= Your goal =
Across the records, count every line that includes "jeans" and give the number by itself.

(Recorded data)
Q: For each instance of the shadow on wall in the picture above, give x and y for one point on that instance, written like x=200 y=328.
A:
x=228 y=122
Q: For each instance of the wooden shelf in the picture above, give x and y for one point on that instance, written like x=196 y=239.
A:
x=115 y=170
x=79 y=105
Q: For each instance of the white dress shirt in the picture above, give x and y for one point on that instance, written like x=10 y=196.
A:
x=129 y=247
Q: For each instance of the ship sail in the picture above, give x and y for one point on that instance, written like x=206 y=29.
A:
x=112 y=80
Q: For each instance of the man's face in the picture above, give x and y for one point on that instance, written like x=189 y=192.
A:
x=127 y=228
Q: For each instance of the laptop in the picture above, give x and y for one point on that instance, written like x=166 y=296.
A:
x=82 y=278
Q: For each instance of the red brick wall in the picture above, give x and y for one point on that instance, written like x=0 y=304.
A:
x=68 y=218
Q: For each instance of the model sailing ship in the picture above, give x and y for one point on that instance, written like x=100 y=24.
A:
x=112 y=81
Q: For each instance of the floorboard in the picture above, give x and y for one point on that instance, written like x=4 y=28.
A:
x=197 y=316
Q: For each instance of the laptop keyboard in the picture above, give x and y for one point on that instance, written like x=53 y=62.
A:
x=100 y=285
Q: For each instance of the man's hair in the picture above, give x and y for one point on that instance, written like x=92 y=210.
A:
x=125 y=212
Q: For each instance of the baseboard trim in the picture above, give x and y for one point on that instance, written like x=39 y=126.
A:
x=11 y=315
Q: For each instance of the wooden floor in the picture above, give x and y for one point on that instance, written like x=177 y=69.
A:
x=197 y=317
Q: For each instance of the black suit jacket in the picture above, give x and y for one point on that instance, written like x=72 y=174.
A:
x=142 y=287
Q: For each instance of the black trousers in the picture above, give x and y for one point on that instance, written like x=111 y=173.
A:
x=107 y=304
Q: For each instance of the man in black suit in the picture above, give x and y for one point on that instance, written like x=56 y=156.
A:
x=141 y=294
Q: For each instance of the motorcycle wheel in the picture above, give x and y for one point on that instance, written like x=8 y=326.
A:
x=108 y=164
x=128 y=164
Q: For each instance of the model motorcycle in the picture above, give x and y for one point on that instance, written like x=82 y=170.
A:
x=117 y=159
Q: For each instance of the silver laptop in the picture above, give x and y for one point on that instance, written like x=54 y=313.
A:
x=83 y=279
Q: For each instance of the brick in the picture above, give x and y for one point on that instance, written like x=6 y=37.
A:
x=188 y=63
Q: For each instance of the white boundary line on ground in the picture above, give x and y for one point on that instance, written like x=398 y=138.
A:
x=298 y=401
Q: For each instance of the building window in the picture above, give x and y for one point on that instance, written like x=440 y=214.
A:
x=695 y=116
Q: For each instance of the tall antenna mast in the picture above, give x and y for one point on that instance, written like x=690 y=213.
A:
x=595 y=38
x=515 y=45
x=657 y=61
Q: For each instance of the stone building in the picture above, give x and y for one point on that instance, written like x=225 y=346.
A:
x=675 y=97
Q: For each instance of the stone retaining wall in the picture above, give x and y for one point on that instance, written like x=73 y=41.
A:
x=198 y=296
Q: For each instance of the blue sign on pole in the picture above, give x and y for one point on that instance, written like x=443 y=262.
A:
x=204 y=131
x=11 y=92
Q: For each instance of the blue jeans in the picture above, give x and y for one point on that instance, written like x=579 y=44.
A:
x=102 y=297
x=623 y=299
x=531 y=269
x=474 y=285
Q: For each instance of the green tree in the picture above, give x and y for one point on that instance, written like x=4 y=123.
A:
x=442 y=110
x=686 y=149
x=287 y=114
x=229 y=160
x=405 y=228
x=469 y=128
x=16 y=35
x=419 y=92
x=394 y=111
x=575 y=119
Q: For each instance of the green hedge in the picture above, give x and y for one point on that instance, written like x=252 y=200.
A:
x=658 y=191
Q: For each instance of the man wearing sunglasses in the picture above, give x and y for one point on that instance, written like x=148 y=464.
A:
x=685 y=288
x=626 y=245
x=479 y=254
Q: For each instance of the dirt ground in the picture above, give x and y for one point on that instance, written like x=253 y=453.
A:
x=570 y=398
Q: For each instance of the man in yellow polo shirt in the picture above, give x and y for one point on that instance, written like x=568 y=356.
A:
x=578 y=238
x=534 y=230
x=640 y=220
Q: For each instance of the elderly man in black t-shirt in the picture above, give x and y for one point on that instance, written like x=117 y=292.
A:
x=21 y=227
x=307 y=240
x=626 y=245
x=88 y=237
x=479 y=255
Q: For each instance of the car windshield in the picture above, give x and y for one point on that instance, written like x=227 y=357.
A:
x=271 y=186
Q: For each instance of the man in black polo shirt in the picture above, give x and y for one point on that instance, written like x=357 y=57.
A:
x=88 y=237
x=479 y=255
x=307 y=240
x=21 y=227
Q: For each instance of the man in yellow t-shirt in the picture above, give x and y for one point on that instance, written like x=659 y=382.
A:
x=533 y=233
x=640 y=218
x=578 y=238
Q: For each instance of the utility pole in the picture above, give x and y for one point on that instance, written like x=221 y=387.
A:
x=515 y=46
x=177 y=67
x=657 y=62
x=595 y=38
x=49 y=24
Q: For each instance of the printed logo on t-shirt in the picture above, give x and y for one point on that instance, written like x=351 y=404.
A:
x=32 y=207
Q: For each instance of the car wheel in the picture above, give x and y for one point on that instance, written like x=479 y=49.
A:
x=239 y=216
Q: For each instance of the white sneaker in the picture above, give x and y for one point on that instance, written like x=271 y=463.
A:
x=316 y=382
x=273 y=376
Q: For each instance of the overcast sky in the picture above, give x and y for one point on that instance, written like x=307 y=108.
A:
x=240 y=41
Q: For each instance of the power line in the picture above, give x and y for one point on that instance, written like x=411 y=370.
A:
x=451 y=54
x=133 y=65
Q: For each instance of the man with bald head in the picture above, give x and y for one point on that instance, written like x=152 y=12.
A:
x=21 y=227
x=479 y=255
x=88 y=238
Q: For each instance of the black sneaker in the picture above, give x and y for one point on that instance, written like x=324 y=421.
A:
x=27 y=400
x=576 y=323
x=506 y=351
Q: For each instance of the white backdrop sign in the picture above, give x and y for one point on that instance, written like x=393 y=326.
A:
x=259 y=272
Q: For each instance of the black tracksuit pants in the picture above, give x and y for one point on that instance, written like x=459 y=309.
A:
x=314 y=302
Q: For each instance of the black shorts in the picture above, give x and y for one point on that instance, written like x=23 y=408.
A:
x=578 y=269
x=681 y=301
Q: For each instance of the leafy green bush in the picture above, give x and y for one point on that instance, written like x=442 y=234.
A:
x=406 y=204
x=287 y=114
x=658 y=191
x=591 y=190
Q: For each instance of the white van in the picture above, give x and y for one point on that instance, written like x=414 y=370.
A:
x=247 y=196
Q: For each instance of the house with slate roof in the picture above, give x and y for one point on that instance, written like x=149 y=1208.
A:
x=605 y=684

==

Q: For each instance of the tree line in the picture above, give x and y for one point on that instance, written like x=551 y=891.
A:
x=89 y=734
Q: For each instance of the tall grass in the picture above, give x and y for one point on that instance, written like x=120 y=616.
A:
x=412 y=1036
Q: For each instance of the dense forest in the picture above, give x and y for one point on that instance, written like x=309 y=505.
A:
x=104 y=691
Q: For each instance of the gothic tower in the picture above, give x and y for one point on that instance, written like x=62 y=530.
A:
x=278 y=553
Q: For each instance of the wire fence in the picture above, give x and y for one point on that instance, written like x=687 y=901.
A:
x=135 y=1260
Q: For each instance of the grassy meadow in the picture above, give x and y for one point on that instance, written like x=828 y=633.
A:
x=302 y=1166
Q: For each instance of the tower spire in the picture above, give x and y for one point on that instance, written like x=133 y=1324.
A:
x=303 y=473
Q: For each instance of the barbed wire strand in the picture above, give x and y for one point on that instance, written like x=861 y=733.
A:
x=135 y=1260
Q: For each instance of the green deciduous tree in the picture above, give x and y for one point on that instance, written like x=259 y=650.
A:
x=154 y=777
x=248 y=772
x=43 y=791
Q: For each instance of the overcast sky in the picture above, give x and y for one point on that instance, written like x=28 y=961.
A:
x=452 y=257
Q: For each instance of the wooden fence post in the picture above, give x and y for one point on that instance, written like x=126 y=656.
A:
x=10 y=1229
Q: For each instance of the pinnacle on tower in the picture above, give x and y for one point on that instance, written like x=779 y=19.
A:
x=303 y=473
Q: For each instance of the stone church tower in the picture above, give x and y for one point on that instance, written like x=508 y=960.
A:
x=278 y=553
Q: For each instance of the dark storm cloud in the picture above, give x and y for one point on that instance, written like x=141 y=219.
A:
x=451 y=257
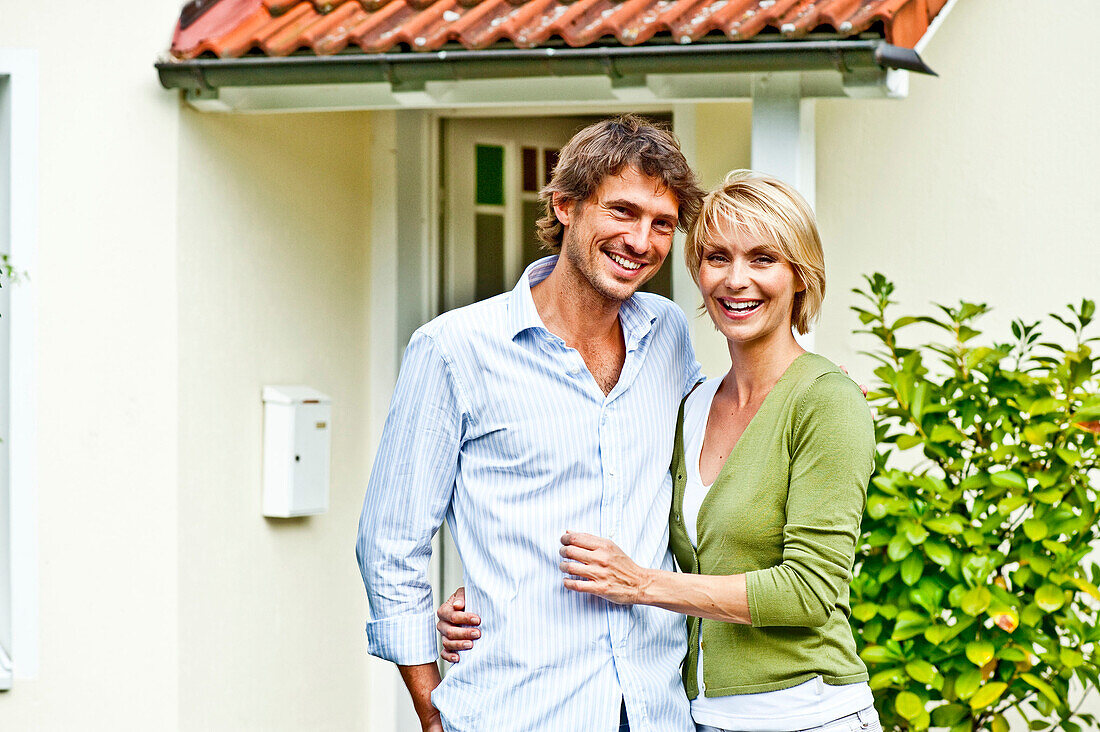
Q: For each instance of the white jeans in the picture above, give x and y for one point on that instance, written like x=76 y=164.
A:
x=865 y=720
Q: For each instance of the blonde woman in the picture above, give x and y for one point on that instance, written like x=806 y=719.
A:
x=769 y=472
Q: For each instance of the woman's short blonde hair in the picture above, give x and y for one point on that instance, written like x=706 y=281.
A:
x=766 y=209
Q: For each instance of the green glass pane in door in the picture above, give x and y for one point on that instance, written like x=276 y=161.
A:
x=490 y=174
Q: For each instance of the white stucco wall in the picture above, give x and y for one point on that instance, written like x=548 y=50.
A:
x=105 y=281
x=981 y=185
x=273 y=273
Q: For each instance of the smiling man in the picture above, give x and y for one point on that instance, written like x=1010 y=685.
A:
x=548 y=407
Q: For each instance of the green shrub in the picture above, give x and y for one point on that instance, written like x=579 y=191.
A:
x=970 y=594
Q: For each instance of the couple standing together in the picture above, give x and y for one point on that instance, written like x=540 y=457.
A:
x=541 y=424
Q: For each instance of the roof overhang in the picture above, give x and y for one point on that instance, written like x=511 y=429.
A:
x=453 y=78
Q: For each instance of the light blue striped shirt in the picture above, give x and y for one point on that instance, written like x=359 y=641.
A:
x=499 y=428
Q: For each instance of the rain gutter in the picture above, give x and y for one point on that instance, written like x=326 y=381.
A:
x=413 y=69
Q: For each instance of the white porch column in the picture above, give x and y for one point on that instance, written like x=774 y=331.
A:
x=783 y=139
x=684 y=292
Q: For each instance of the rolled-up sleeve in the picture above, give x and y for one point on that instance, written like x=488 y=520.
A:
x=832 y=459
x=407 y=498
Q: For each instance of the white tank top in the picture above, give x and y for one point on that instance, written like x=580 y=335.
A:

= The answer =
2